FRAGMENTO PROPORCIONADO:
---+---

Luego encontramos a un inspirado Bradley Cooper como el trasunto de Jon Peters, el productor, peluquero y novio de Barbra Streisand. Sea como karateka callejero (en los títulos de crédito finales), como un pirómano demente (en la escena de la gasolinera) o como un abusón de patio de colegio, Peters encarna la cara más hostil de Tinseltown. Su cara a cara con Gary, plagado de silencios incómodos, de una agresividad lacerante y de una tendencia al balbuceo y la inconsistencia, no recuerda cuánto le debe el cine de Anderson a la escritura y la dirección de actores de Robert Altman (caos) y John Cassavetes (histeria). Por último, está el pequeño de los hermanos Safdie, Benny, como el doble de Joel Wachs, un impensable candidato a la alcaldía de Los Ángeles (resulta necesario chequear la Wikipedia un par de veces para llegar a creer que hay un Wachs real). Alana se adelanta tres años a la Betsy (Cybill Shepherd) de Taxi Driver en el rol de colaboradora de comité electoral y ambas experimentarán un desencanto intenso, aunque no del todo análogo: Betsy podrá seguir creyendo en la construcción de un mundo mejor después de su nefasta cita con el taxista Travis Bickle, mientras que Alana perderá toda la fe en un posible cuestionamiento del sistema cuando un supuesto encuentro privado con Wachs derive en una reunión pública en un “armario” sin salida. A la postre, el corrupto triunvirato formado por Penn, Cooper y Safdie perfila una objeción, y al mismo tiempo una exaltación, de la mirada glamourizada del pasado-presente que proyectó una y otra vez el Nuevo Hollywood (como si a la Érase una vez… en Hollywood de Quentin Tarantino le quitáramos la filia televisiva). En un orden algo más alegórico, también es posible leer la aparición de este trío de figuras desquiciadas como un comentario crítico de la actualidad, un Deforme semanal, un retrato de Hollywood cual terrario de víboras masculinas, depredadores con un cierto encanto y mucho peligro.

Atendiendo al modo en que Licorice… se recrea en las fachadas de los cines angelinos (donde se proyectan Vive y deja morir o Fríamente… sin motivos personales), así como en los vestidos, peinados y coches de sus protagonistas, se podría percibir en la película un cierto regodeo nostálgico. Sin embargo, para sostener esta acusación, habría que permanecer ciego ante el fulgurante vitalismo de un film que va dejando en la estacada a los personajes que deciden vivir anclados en el pasado o de espaldas al futuro. Licorice… se desliza a trompicones por un presente eterno, guiada por la joie de vivre y la tentación de la irresponsabilidad, ingredientes esenciales de una experiencia extática de la juventud. Y, todavía más, si uno escucha con atención, puede sentir el murmullo de Anderson proyectando hacia el infinito el romanticismo arrebatado de los primeros amores. Cuando, al principio de la película, Gary le confiesa a su hermano pequeño que ha conocido a “una chica con la que pienso casarme algún día”, nuestro protagonista no va de farol. De hecho, es evidente que, en todo momento, Anderson cree plenamente en las posibilidades de Gary con Alana, pese a que las personalidades de ambos, sus orígenes y sus tesituras vitales parecen conspirar contra su unión. Cuando, en su primera cita, Alana le espeta a Gary que, en un par de años, el destino probablemente les habrá separado, nuestro héroe responde con una serenidad que llega a asustar a su partenaire: “No pienso olvidarme de ti. Del mismo modo que tú no vas a olvidarme a mí”. A veces, las cosas salen bien: este crítico se enamoró de Laura cuando tenía ocho o nueve años. Hoy, más de tres décadas después, sigue trotando por la vida junto a ella… y nuestros hijos.

---+---

INSTRUCCIONES DE LA TAREA: Indica, según el fragmento, qué edad tenía el crítico cuando se enamoró de Laura. El material no interviene en nada de esto.

ENTRADAS PROPORCIONADAS:
---+---

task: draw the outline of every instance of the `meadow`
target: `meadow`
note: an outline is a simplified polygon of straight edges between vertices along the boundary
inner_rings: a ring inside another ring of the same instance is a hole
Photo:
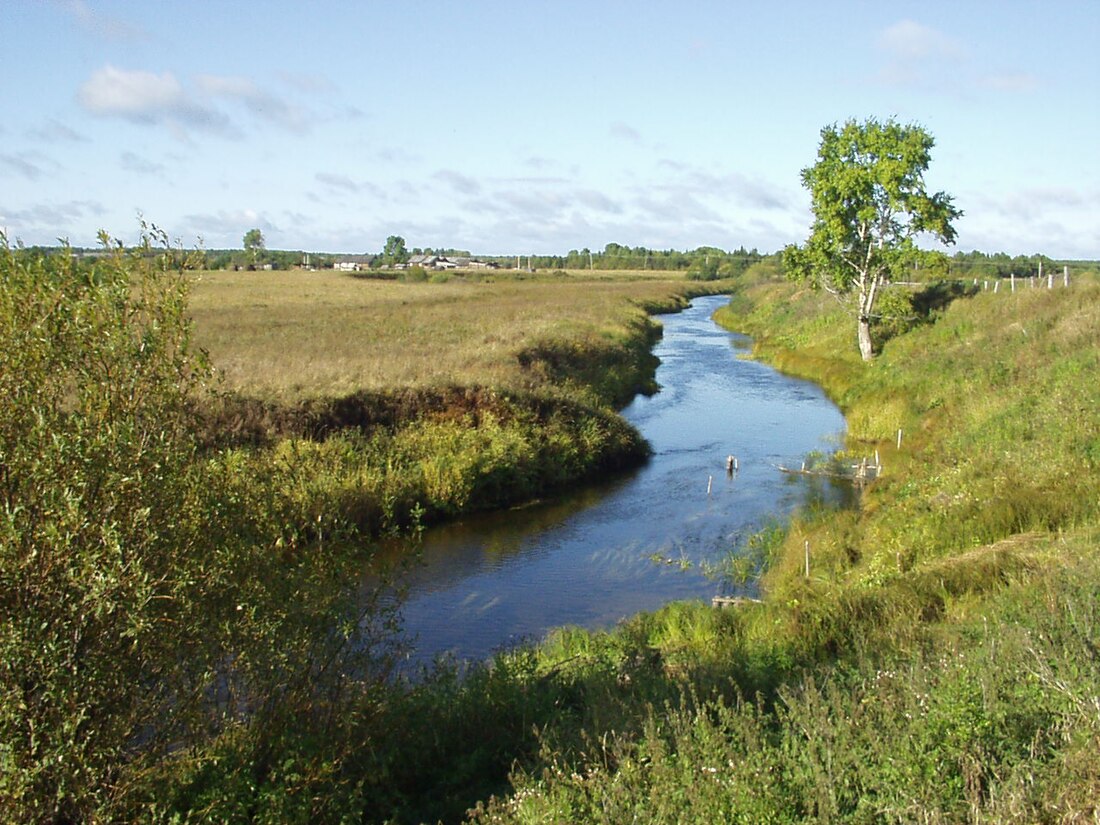
[[[150,252],[89,277],[0,249],[3,818],[1100,815],[1094,278],[895,296],[870,364],[773,264],[706,284],[881,477],[732,554],[759,602],[410,684],[364,538],[638,455],[614,408],[651,381],[647,311],[690,285],[196,276]]]
[[[689,292],[682,276],[641,271],[432,277],[200,273],[190,298],[196,342],[229,387],[261,398],[525,389],[547,377],[530,369],[540,348],[591,356],[624,346],[651,334],[647,310],[672,309]]]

---+---

RESPUESTA AL EJERCICIO: Tenía ocho o nueve años.